Submitted: June 30, 2009.

Decided: July 8, 2009.

Appeal from the United States District Court for the Middle District of North Carolina, at Durham. N. Carlton Tilley, Jr., Senior District Judge. (1:06-cr-00321-NCT).

Nils E. Gerber, Winston-Salem, North Carolina, for Appellant. Randall Stuart Galyon, Office of the United States Attorney, Greensboro, North Carolina, for Appellee.

Before MICHAEL, MOTZ, and DUNCAN, Circuit Judges.

Affirmed by unpublished PER CURIAM opinion.

Unpublished opinions are not binding precedent in this circuit.

Christopher Levon Turner was convicted following a jury trial of six counts of distribution of cocaine base, in violation of 21 U.S.C. § 841(a)(1), (b)(1)(B)-(C) (2006), and was sentenced to 121 months in prison. Turner timely appealed.

Counsel for Turner filed a brief in accordance with Anders v. California, 386 U.S. 738, 87 S.Ct. 1396, 18 L.Ed.2d 493 (1967), certifying that there are no meritorious grounds for appeal. Turner was notified of his right to file a pro se supplemental brief, but has not done so.

In accordance with Anders, we have reviewed the record in this case and have found no meritorious issues for appeal. We therefore affirm the district court's judgment. This court requires that counsel inform Turner, in writing, of the right to petition the Supreme Court of the United States for further review. If Turner requests that a petition be filed, but counsel believes that such a petition would be frivolous, then counsel may move in this court for leave to withdraw from representation. Counsel's motion must state that a copy thereof was served on Turner.

This appeal was held in abeyance pending decision in United States v. Antonio, 311 Fed.Appx. 679 (4th Cir. 2009) (No. 07-4791). Upon review, we conclude this case is unaffected by our decision in Antonio.

We dispense with oral argument because the facts and legal contentions are adequately presented in the materials before the court and argument would not aid the decisional process.

__ENTRIES SHOWN__.
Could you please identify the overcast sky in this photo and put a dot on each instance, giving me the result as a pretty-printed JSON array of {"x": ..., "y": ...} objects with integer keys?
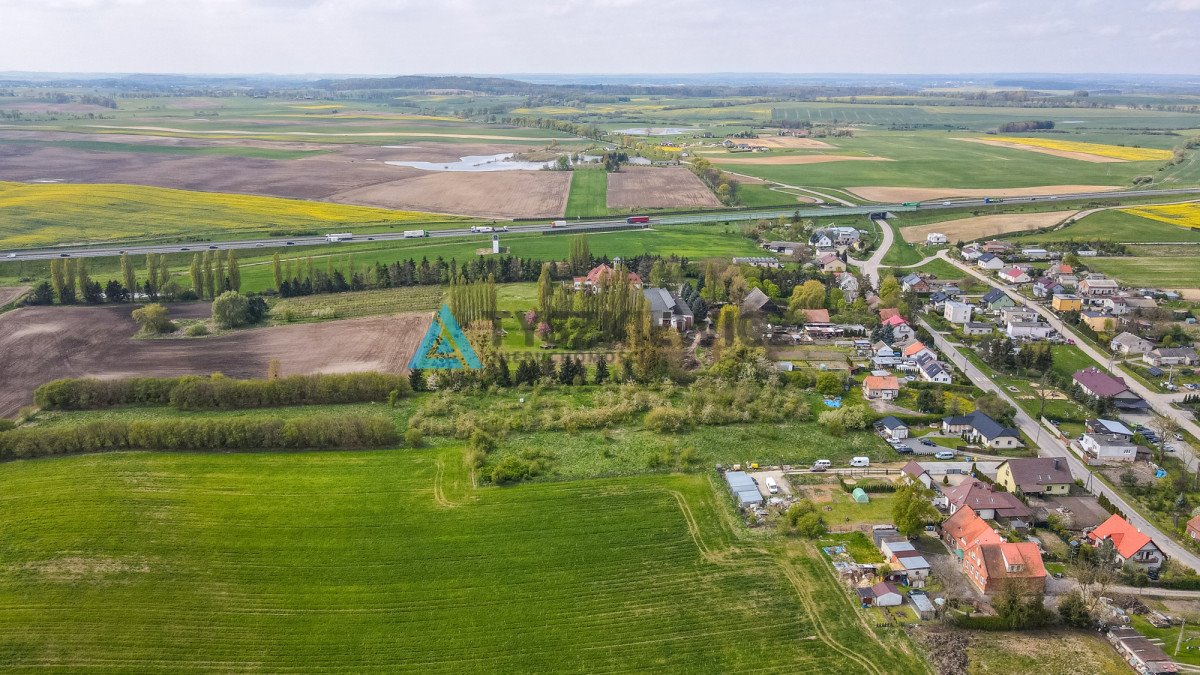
[{"x": 600, "y": 36}]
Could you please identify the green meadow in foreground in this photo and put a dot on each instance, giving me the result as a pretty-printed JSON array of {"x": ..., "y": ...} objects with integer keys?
[{"x": 390, "y": 560}]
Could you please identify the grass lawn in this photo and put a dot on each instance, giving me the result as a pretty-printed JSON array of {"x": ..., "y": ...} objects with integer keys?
[
  {"x": 390, "y": 560},
  {"x": 588, "y": 196},
  {"x": 1054, "y": 650}
]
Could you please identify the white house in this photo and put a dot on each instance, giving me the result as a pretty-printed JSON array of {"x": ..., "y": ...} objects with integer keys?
[
  {"x": 1108, "y": 447},
  {"x": 1029, "y": 329},
  {"x": 957, "y": 312}
]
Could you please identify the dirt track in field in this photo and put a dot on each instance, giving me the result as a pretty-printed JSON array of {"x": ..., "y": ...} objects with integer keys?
[
  {"x": 897, "y": 195},
  {"x": 43, "y": 344},
  {"x": 971, "y": 228},
  {"x": 1067, "y": 154},
  {"x": 795, "y": 159},
  {"x": 634, "y": 187}
]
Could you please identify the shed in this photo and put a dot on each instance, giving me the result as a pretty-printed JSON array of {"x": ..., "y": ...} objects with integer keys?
[{"x": 744, "y": 489}]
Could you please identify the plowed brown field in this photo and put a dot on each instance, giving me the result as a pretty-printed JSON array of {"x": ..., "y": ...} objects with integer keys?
[{"x": 43, "y": 344}]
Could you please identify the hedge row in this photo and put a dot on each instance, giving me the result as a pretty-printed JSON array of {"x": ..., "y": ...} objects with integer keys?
[
  {"x": 203, "y": 434},
  {"x": 219, "y": 392}
]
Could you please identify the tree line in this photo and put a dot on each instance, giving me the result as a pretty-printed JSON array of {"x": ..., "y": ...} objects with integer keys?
[
  {"x": 217, "y": 392},
  {"x": 318, "y": 431}
]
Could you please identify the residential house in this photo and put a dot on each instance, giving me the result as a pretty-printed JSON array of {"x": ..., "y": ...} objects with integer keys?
[
  {"x": 995, "y": 300},
  {"x": 977, "y": 328},
  {"x": 849, "y": 285},
  {"x": 1102, "y": 384},
  {"x": 1127, "y": 344},
  {"x": 1014, "y": 275},
  {"x": 916, "y": 472},
  {"x": 1097, "y": 286},
  {"x": 957, "y": 312},
  {"x": 990, "y": 261},
  {"x": 1029, "y": 329},
  {"x": 1132, "y": 547},
  {"x": 1047, "y": 286},
  {"x": 1108, "y": 426},
  {"x": 964, "y": 530},
  {"x": 1066, "y": 303},
  {"x": 1099, "y": 322},
  {"x": 753, "y": 261},
  {"x": 831, "y": 262},
  {"x": 1108, "y": 447},
  {"x": 1144, "y": 656},
  {"x": 757, "y": 303},
  {"x": 893, "y": 428},
  {"x": 904, "y": 557},
  {"x": 1018, "y": 314},
  {"x": 1171, "y": 356},
  {"x": 881, "y": 387},
  {"x": 883, "y": 593},
  {"x": 900, "y": 328},
  {"x": 1036, "y": 476},
  {"x": 978, "y": 428},
  {"x": 604, "y": 274},
  {"x": 994, "y": 568},
  {"x": 1193, "y": 527},
  {"x": 667, "y": 309},
  {"x": 987, "y": 501},
  {"x": 915, "y": 284},
  {"x": 915, "y": 350}
]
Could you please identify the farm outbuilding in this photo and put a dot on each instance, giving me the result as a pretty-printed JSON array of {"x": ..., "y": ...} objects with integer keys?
[{"x": 744, "y": 489}]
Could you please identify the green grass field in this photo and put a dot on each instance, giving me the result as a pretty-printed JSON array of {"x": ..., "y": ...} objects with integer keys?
[
  {"x": 390, "y": 560},
  {"x": 43, "y": 215},
  {"x": 1116, "y": 226},
  {"x": 589, "y": 192}
]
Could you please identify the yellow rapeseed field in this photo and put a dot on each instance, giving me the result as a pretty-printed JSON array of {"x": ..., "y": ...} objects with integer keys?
[
  {"x": 47, "y": 214},
  {"x": 1183, "y": 215},
  {"x": 1114, "y": 151}
]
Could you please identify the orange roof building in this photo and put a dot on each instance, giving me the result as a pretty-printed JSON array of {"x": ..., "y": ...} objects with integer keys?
[
  {"x": 1131, "y": 545},
  {"x": 994, "y": 568}
]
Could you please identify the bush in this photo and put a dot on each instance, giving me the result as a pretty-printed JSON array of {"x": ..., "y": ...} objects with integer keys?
[
  {"x": 666, "y": 419},
  {"x": 202, "y": 434}
]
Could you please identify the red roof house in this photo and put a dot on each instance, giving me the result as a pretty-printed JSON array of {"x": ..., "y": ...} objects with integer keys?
[{"x": 1132, "y": 545}]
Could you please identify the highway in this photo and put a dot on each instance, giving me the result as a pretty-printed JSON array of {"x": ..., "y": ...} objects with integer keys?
[
  {"x": 105, "y": 250},
  {"x": 1048, "y": 444}
]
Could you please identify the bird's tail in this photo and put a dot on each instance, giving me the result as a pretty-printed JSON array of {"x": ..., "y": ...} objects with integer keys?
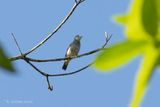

__REQUIRED ACTIONS__.
1. According to the opinion, how long was the prison sentence Turner received?
2. Using the opinion, decide whether each statement is true, answering yes or no and quoting the words that decide it: (a) Turner filed a pro se supplemental brief. (b) The court heard oral argument in the appeal. (c) Turner was convicted after a jury trial.

__TASK RESPONSES__.
1. 121 months.

2.
(a) No: "Turner was notified of his right to file a pro se supplemental brief, but has not done so."
(b) No: "We dispense with oral argument"
(c) Yes: "was convicted following a jury trial"